# What to do:
In the entries below, turn the lines into a numbered list, starting at the line that has "Locate the camouflage pattern" and stopping after the line that has "[(604, 137)]". Leave out any blank lines.

# Task inputs:
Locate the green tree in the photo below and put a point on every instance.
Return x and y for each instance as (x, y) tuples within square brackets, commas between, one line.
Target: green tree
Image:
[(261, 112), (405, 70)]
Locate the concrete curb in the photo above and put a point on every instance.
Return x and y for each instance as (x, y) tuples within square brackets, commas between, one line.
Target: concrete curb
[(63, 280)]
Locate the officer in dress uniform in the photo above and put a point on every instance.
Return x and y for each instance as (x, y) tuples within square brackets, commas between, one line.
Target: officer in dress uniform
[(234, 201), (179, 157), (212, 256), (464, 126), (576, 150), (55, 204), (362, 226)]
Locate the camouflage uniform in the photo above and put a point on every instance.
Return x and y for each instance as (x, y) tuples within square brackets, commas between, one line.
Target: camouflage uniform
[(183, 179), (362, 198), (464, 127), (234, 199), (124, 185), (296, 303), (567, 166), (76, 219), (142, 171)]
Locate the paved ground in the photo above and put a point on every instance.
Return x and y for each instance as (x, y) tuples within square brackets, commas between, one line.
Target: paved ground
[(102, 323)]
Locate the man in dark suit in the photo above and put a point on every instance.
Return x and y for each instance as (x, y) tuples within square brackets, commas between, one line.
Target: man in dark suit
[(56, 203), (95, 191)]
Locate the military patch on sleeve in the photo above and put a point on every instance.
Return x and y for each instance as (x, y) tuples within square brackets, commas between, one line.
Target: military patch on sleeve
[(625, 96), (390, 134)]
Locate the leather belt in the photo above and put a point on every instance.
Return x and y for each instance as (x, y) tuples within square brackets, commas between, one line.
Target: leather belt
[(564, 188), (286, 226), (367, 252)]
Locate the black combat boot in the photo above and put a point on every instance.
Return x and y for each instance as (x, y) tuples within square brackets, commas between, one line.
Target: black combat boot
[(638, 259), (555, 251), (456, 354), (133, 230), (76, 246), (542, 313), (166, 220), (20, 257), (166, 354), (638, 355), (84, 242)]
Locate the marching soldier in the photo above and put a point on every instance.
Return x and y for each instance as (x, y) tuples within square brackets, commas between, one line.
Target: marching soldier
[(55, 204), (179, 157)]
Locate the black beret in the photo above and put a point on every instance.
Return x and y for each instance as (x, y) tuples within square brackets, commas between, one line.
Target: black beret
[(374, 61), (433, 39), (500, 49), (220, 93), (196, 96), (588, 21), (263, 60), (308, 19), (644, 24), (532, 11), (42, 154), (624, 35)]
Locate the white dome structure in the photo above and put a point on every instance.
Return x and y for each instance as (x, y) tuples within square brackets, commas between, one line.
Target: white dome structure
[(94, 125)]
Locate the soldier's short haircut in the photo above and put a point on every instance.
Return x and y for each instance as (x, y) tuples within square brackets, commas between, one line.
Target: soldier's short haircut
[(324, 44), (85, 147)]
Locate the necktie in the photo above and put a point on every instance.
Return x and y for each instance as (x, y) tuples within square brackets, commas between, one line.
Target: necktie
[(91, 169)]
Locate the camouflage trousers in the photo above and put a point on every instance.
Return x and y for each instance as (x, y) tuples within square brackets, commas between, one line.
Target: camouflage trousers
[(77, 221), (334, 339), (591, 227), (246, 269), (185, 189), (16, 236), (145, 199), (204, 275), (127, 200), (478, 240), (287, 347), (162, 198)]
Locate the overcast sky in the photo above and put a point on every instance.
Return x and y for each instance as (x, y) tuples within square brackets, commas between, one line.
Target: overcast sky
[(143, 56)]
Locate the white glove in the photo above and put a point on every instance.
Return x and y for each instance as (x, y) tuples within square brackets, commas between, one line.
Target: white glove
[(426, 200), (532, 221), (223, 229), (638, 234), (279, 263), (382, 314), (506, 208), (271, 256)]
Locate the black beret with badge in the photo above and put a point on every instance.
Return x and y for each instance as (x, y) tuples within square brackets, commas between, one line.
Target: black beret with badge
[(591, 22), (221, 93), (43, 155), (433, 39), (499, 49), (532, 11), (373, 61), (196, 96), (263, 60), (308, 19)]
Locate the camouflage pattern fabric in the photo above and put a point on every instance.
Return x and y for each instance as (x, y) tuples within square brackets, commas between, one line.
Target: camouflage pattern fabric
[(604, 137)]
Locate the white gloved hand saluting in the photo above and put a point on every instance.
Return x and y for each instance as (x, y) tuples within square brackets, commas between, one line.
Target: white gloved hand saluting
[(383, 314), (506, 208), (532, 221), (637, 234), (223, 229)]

# Result for this task:
1. Locate the camouflage pattern fabric in the photo above and put a point on every instance.
2. Return x and y for each instance as (x, y) tuples within square brackets, commas between, one line.
3. Target: camouflage pattern fabric
4. [(604, 137)]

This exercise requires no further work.